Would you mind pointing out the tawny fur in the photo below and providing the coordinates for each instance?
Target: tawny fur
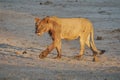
(67, 28)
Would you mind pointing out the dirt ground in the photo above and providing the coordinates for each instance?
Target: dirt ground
(20, 46)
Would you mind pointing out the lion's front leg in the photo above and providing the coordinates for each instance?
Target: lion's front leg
(47, 51)
(58, 48)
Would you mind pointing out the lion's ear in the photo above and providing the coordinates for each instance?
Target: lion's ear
(37, 20)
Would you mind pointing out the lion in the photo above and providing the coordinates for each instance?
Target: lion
(67, 28)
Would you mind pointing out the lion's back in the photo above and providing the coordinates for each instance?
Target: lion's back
(71, 28)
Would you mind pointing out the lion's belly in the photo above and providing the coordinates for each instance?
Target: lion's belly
(70, 34)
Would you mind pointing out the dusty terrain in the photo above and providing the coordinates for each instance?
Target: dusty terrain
(20, 47)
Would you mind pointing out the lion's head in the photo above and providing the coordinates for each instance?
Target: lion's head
(42, 26)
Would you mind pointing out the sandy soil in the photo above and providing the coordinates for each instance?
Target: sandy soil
(20, 47)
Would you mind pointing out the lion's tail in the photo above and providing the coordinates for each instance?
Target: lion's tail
(92, 44)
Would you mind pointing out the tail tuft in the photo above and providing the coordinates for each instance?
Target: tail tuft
(102, 52)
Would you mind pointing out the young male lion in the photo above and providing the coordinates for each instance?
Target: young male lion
(67, 28)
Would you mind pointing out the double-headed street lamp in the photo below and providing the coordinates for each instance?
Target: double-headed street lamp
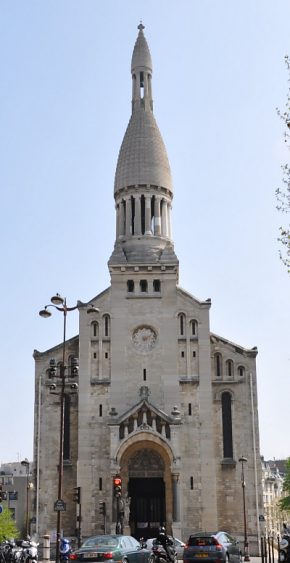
(25, 462)
(243, 460)
(59, 303)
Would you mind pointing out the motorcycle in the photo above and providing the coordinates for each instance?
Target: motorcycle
(284, 548)
(64, 549)
(160, 554)
(29, 551)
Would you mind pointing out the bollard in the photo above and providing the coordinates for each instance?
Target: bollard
(262, 550)
(46, 548)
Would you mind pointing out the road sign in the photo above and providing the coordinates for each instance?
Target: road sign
(59, 505)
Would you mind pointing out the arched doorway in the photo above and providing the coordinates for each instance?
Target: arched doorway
(146, 490)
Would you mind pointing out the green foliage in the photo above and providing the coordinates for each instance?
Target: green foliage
(283, 194)
(284, 503)
(7, 525)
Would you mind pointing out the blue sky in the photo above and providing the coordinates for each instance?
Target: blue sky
(65, 95)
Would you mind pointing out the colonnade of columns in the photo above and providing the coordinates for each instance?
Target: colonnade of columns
(143, 215)
(144, 421)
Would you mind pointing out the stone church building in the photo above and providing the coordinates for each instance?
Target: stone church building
(162, 402)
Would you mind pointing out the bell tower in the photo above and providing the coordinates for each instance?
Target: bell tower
(143, 189)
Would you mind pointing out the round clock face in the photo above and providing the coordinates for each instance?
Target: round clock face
(144, 338)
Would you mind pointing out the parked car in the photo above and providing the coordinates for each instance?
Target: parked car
(178, 545)
(112, 548)
(216, 546)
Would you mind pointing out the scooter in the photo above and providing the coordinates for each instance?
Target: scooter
(284, 551)
(160, 554)
(64, 549)
(30, 551)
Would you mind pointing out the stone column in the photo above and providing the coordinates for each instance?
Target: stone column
(176, 498)
(157, 217)
(164, 223)
(137, 229)
(128, 229)
(148, 215)
(121, 219)
(117, 221)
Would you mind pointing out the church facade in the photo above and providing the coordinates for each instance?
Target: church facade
(162, 403)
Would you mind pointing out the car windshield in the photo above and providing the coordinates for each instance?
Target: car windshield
(201, 541)
(101, 541)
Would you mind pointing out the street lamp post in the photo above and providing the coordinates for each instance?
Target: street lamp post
(244, 460)
(25, 462)
(59, 303)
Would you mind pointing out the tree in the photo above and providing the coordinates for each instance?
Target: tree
(284, 503)
(283, 194)
(8, 527)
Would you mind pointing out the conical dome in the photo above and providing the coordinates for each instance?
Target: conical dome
(142, 158)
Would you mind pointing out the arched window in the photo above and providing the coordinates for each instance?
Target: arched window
(95, 329)
(230, 368)
(227, 425)
(130, 286)
(156, 285)
(193, 328)
(218, 364)
(143, 285)
(66, 434)
(241, 371)
(106, 325)
(181, 318)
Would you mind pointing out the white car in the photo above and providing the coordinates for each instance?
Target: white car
(178, 544)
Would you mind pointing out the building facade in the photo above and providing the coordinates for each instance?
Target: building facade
(272, 482)
(162, 402)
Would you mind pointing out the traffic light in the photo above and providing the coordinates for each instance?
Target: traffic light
(102, 507)
(77, 495)
(117, 487)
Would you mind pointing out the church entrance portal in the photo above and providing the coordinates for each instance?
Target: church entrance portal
(147, 508)
(147, 489)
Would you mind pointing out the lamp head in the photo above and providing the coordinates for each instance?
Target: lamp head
(45, 313)
(92, 309)
(57, 299)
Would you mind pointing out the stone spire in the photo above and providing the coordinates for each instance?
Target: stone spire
(143, 186)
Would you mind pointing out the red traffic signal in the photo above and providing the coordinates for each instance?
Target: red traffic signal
(117, 486)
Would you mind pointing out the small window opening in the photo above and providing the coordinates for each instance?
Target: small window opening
(106, 325)
(181, 324)
(230, 369)
(241, 371)
(95, 328)
(156, 285)
(130, 286)
(193, 328)
(218, 365)
(141, 84)
(143, 285)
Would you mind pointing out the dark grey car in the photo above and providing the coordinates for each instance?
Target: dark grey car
(215, 546)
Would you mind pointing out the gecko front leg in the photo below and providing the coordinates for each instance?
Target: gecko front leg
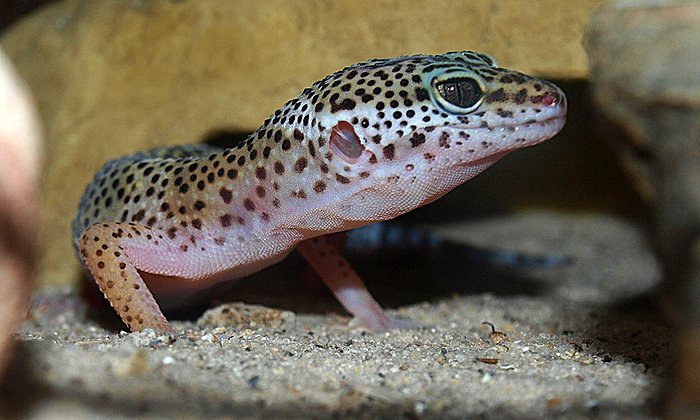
(323, 255)
(103, 251)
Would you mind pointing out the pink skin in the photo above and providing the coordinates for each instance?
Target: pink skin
(19, 166)
(332, 159)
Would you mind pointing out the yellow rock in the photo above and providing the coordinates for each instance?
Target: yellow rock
(113, 77)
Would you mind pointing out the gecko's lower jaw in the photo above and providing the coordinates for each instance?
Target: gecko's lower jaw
(518, 136)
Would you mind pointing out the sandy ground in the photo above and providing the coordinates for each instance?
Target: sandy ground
(575, 340)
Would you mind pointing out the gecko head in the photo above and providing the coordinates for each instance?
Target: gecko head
(409, 129)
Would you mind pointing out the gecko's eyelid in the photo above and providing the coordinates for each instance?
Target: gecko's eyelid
(460, 95)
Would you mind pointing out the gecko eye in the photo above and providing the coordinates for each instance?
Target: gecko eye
(460, 95)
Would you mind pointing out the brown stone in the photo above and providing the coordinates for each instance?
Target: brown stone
(114, 77)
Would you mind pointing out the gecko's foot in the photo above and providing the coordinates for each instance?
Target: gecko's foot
(383, 322)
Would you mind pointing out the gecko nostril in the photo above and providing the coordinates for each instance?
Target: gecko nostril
(551, 99)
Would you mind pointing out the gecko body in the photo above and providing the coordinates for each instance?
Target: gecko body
(365, 144)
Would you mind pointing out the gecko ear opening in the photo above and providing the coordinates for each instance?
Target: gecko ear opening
(345, 143)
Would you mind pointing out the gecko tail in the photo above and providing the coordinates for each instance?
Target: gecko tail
(400, 239)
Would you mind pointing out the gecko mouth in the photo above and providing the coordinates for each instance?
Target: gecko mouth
(515, 137)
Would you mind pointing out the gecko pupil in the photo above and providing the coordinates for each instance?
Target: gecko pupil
(462, 93)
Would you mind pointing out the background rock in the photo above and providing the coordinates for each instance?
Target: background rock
(111, 77)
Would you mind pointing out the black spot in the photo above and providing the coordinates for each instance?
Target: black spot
(422, 94)
(300, 164)
(226, 195)
(417, 139)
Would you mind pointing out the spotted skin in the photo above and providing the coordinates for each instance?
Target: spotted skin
(365, 144)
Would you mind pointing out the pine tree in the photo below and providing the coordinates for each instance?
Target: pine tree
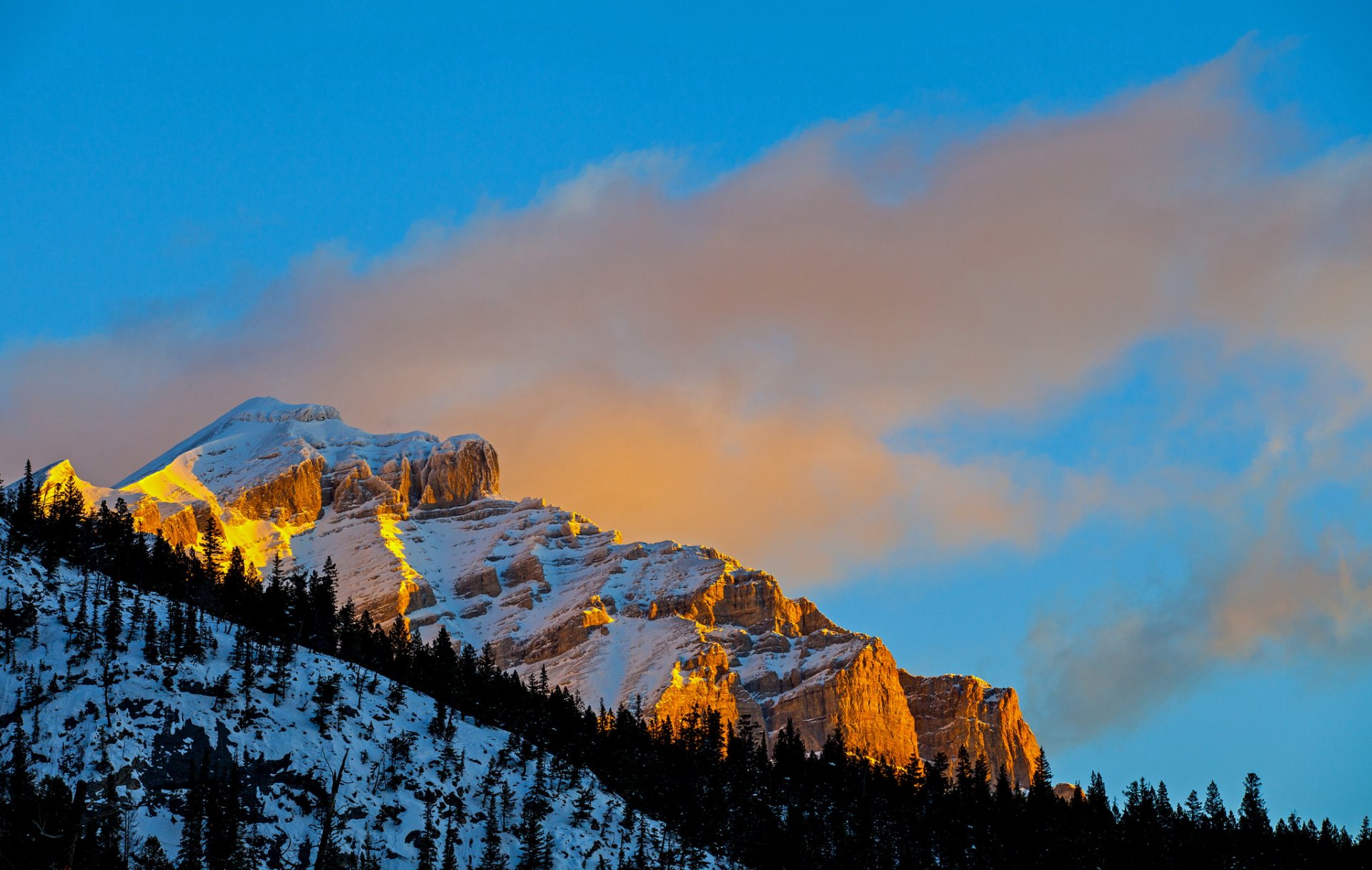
(449, 850)
(326, 694)
(583, 804)
(1215, 813)
(493, 856)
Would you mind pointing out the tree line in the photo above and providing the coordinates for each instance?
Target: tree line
(718, 785)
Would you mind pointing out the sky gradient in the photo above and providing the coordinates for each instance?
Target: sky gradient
(1032, 341)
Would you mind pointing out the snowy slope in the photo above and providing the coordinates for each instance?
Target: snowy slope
(156, 718)
(419, 529)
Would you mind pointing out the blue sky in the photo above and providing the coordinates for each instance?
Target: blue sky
(1182, 496)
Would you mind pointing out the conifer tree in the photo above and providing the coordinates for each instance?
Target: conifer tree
(493, 856)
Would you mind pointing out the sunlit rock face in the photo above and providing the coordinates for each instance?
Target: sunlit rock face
(955, 711)
(419, 530)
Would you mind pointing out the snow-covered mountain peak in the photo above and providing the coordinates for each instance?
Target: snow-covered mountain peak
(419, 531)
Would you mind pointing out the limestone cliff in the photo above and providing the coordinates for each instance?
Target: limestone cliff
(955, 711)
(419, 530)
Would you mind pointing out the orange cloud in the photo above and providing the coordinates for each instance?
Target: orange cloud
(723, 365)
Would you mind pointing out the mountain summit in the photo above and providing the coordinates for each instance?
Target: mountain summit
(420, 531)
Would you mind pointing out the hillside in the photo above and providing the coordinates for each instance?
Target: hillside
(417, 529)
(119, 691)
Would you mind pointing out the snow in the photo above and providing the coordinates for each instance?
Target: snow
(143, 713)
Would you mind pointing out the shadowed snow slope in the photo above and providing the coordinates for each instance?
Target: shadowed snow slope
(419, 530)
(141, 728)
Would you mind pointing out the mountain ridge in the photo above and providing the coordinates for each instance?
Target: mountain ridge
(420, 531)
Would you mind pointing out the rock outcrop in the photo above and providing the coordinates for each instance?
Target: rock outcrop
(419, 530)
(954, 711)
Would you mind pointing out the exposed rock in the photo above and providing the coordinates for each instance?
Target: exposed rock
(705, 681)
(862, 696)
(483, 582)
(675, 626)
(955, 711)
(750, 599)
(292, 499)
(1068, 792)
(525, 569)
(176, 521)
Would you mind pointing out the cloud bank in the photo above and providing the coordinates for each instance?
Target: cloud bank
(727, 364)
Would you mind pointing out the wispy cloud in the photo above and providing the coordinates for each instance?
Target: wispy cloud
(726, 364)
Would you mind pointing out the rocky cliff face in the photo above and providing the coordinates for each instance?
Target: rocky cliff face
(954, 711)
(417, 529)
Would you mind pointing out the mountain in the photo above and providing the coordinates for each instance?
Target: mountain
(420, 531)
(154, 731)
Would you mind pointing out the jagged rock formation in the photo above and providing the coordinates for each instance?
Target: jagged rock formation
(419, 530)
(168, 728)
(955, 711)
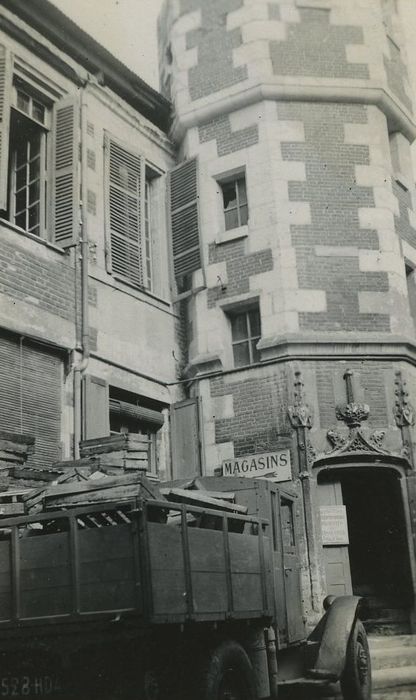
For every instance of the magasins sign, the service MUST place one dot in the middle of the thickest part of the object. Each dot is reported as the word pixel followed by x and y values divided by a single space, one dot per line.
pixel 274 465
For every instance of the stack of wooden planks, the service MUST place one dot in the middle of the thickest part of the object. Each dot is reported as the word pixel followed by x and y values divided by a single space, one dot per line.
pixel 15 449
pixel 98 488
pixel 126 451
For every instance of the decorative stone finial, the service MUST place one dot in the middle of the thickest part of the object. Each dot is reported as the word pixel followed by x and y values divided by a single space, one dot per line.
pixel 403 410
pixel 300 414
pixel 352 413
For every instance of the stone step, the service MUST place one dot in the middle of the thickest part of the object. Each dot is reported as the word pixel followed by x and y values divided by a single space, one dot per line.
pixel 402 693
pixel 400 640
pixel 393 657
pixel 386 627
pixel 394 677
pixel 392 614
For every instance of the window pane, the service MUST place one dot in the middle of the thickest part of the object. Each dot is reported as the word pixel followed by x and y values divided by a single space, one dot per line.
pixel 34 192
pixel 242 193
pixel 243 215
pixel 241 354
pixel 20 177
pixel 254 318
pixel 20 201
pixel 239 327
pixel 229 195
pixel 38 111
pixel 231 219
pixel 20 220
pixel 23 101
pixel 34 146
pixel 33 216
pixel 21 153
pixel 254 352
pixel 34 169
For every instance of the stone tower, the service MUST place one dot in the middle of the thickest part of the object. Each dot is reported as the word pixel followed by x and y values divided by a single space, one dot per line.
pixel 296 117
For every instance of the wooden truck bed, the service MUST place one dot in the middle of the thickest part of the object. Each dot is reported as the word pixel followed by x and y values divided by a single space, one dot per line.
pixel 159 561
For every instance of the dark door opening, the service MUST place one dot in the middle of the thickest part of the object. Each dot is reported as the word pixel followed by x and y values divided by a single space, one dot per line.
pixel 377 550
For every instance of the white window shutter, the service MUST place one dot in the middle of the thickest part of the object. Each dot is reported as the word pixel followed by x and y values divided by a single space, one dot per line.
pixel 6 77
pixel 95 408
pixel 65 199
pixel 185 438
pixel 125 181
pixel 184 218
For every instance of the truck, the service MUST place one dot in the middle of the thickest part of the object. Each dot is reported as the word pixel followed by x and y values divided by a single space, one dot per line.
pixel 194 594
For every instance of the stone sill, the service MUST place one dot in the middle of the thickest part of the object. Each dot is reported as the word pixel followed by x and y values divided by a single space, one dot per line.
pixel 233 234
pixel 21 232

__PROBLEM DESCRIPTION__.
Lines above with "below" in them are the ones to copy.

__SOLUTION TO THE EXERCISE__.
Would you mind pointing out the tawny fur in the photo below and providing the coordinates for each instance?
Would you mind pointing out the double-headed street lamp in the photo below and providing the coordinates for each instance?
Would you mind pointing out the gecko front leg in the photo below and providing the coordinates for each instance?
Would you mind pointing out the pine tree in the photo below and providing the coordinates for each instance?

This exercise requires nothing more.